#### [GIVEN REQUEST]
Please extract the following lines of the material, reproducing them without any change: start with the line that contains "the wooden post" and go on through the line that contains "[129,268,140,279]", including both of those lines.

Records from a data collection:
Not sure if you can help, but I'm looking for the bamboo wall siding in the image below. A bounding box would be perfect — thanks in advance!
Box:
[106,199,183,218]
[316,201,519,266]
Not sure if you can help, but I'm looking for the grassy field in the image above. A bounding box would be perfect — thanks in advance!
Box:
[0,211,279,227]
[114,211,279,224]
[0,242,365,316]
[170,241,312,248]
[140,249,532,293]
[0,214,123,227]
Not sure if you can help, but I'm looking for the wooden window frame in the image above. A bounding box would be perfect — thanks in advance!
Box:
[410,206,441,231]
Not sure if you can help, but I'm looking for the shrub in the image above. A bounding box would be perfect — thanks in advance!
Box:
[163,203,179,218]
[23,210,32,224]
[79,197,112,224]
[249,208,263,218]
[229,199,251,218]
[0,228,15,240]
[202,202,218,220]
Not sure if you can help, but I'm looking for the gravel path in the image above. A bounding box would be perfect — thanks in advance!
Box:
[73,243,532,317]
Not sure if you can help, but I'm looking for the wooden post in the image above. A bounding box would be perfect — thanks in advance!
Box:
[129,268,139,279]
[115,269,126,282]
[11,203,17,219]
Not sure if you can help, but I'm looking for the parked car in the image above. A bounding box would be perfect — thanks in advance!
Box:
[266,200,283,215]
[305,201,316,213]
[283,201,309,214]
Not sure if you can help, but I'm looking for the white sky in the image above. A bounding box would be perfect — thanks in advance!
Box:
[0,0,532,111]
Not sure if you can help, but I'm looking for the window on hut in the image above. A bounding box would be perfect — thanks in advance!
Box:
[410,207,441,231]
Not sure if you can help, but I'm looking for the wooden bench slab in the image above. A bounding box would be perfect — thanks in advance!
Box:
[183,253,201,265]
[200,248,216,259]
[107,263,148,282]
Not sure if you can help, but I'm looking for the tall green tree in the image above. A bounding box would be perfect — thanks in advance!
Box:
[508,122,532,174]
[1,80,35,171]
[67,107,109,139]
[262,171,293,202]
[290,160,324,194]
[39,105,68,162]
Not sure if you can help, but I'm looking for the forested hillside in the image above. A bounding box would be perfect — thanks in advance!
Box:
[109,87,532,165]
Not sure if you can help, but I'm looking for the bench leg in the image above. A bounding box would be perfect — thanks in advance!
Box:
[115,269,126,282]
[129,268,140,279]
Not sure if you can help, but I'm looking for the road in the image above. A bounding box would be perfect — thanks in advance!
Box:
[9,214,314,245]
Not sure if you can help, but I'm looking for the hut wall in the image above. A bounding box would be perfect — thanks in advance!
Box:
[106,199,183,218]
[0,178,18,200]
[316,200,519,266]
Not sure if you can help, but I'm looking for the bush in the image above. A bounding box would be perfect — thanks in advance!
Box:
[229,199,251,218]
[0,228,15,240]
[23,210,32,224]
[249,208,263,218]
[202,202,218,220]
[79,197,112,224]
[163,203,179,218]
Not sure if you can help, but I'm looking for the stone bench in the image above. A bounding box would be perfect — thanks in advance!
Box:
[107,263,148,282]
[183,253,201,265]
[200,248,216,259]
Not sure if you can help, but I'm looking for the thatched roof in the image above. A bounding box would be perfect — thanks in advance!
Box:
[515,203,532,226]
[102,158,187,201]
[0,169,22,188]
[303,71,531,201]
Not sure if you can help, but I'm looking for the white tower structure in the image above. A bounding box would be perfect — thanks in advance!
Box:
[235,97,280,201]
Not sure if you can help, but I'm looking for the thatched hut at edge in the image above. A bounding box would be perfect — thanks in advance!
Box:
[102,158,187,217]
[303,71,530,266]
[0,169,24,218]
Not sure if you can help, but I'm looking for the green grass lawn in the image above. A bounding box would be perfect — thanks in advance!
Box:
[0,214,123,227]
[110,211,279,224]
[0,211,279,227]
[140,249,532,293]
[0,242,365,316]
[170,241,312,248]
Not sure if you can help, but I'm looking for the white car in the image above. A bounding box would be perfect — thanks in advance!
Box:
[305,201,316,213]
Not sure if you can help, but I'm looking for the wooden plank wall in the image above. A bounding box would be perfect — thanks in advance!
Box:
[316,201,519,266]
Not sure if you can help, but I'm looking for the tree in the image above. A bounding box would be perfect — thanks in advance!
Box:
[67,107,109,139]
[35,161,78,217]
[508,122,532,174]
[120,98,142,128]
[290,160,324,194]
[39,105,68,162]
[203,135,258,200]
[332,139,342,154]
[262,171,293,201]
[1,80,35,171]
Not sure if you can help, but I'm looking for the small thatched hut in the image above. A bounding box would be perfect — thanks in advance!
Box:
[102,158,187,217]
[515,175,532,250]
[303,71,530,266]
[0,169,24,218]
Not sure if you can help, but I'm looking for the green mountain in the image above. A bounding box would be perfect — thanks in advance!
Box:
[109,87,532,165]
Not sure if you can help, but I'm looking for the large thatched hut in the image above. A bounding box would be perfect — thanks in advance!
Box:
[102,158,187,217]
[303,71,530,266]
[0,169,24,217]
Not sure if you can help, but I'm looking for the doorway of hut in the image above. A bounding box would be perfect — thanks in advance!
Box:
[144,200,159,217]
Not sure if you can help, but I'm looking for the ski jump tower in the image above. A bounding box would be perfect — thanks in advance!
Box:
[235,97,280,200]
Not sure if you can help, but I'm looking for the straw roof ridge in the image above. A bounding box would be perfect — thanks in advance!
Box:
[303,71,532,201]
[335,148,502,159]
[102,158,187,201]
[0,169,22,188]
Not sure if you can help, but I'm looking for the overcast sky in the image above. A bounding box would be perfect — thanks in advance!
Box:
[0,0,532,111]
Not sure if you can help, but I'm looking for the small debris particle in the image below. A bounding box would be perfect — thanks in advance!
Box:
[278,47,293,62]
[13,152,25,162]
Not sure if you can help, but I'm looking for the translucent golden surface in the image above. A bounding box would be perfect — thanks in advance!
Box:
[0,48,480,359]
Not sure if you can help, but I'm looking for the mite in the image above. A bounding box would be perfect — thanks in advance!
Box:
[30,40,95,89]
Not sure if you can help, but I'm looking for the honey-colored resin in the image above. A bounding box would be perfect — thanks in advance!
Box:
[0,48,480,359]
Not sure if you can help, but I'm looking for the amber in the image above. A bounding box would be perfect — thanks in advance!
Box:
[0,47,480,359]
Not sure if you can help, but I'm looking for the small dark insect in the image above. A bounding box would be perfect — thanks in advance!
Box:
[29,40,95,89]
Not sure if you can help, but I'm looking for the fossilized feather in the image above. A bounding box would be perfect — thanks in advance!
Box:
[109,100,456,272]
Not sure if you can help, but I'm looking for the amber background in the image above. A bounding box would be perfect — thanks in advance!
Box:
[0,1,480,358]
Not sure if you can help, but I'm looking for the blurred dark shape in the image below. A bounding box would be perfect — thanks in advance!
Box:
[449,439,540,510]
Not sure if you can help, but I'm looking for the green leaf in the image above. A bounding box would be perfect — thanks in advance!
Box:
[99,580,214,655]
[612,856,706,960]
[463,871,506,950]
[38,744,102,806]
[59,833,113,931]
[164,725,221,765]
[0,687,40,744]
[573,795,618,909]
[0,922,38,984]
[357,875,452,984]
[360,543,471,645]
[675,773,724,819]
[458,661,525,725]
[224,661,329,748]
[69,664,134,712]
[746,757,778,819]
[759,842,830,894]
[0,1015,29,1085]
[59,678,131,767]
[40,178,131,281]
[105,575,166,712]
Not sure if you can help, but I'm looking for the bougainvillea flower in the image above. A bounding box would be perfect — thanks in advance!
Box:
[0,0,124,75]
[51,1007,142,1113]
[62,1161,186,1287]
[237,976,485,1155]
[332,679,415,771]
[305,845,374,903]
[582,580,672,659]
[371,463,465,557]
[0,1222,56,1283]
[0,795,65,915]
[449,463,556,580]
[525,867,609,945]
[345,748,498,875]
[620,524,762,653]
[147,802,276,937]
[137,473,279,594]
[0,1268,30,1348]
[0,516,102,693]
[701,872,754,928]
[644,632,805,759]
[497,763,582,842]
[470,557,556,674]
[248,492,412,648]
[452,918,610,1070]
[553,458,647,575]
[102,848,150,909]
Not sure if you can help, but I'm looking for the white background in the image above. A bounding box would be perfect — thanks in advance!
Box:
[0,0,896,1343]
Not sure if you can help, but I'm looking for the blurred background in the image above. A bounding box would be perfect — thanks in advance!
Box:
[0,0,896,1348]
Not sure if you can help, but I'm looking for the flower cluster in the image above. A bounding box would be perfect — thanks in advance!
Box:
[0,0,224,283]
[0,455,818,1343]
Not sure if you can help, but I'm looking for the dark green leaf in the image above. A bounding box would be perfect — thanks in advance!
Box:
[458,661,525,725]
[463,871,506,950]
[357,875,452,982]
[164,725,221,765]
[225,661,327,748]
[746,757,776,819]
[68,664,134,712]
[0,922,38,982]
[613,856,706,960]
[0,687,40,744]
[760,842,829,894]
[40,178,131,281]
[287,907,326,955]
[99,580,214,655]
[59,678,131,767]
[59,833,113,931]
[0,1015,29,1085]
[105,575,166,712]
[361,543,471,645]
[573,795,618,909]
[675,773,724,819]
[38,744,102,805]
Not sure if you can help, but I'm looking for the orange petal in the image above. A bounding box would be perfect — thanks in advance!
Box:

#### [FULL SOLUTION]
Not sure if you can help, but I'm looking for the wooden post in the image above. A bounding box would be perfect — thanks in advance!
Box:
[129,268,139,279]
[115,269,126,282]
[11,203,17,219]
Not sure if you can help, but I'm looking for the parked car in the image above. A bounding box would be perfect — thanks in advance!
Box:
[266,200,283,215]
[305,201,316,213]
[283,201,309,214]
Not sure if you can help, but I'm looking for the white sky in the image above. A bounding box would be perfect — thanks in advance!
Box:
[0,0,532,111]
Not sure if you can help, but I'm looking for the window on hut in the image above. A bounding box would be perfect — thanks in advance!
Box:
[410,207,441,231]
Not sure if you can help, but I'm looking for the wooden bench slab in the image above. A bounding box would be perfect — thanks in advance!
Box:
[183,253,201,265]
[200,248,216,259]
[107,263,148,282]
Not sure if you can help, but I'm looking for the tall green tree in the image above. A bounding box would be perfect — thanks in advance!
Box:
[508,122,532,174]
[1,80,35,171]
[67,107,109,139]
[262,171,293,202]
[290,160,324,194]
[39,105,68,162]
Not sure if you can help, but I'm looking for the forested hillside in the image above. A bounding box would be perfect — thanks in advance!
Box:
[109,87,532,165]
Not sure if you can help, but I'm looking for the bench leg in the image above. A bounding box would be perfect — thanks in advance!
Box:
[115,269,126,282]
[129,268,140,279]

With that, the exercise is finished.